▶ _TO DO_
Find the word "below" in the listing. Copy out each line where it occurs.

-- INFORMATION PROVIDED follows --

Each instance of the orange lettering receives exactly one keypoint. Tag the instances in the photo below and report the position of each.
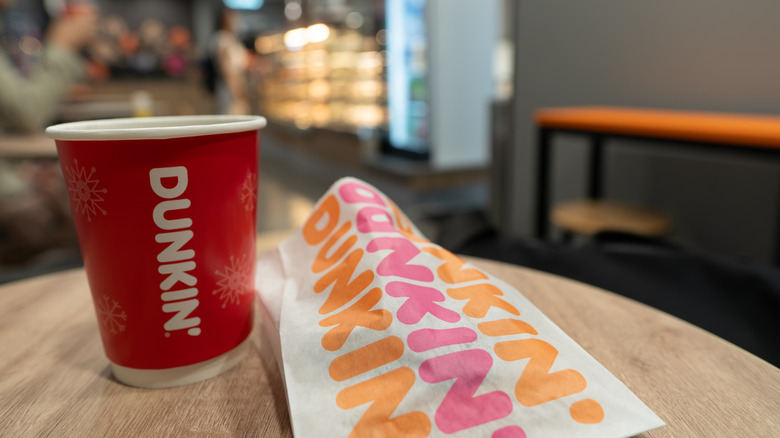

-- INFORMATION PROVIDED concluded --
-- INFORMATION PROVIDED follows --

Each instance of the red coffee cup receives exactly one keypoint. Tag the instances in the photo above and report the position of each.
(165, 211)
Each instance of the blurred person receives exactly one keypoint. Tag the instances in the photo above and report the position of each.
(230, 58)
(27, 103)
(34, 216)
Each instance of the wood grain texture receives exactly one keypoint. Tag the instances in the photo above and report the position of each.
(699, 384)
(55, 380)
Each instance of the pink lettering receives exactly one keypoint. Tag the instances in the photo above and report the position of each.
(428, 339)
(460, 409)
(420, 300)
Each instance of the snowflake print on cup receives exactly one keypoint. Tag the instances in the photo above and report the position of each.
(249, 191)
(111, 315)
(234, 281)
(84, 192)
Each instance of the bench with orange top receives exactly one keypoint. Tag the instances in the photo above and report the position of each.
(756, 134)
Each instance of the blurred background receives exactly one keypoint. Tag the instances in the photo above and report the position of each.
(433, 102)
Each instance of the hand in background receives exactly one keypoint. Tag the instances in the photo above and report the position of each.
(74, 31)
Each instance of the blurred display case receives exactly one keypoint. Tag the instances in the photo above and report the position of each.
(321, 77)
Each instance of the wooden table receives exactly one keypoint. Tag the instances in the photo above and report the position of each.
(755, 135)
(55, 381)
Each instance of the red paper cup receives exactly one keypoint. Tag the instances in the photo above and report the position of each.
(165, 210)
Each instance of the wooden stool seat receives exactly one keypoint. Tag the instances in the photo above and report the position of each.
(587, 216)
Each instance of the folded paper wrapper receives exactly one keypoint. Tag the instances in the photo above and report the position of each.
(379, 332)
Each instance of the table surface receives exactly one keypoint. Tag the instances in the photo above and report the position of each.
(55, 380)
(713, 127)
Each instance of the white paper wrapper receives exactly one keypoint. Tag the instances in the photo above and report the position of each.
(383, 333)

-- INFORMATION PROVIDED concluded --
-- INFORMATION PROVIDED follows --

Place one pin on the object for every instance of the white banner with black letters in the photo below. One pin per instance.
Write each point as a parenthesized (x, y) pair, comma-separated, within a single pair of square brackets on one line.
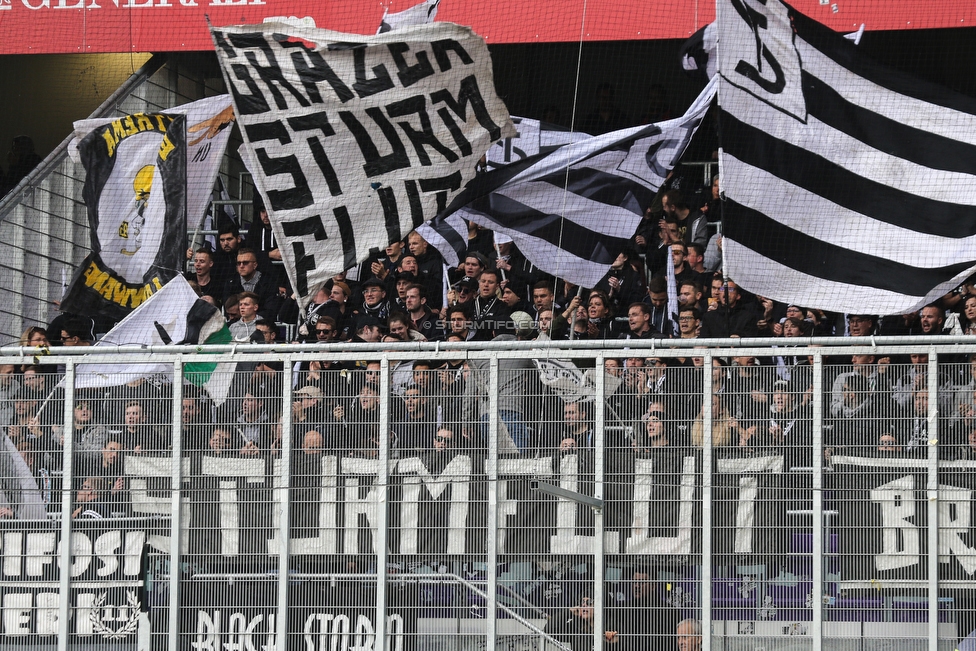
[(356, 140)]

-- INFORMATION PROVIDED concluded --

▶ _REPLY_
Each instance of the orange lettering receives exactly one keypoint. Tag the instances in the photo below and report the position of each.
Place one pin on the object for every instance of the white banner with black letters in the photo below. One pin per instance.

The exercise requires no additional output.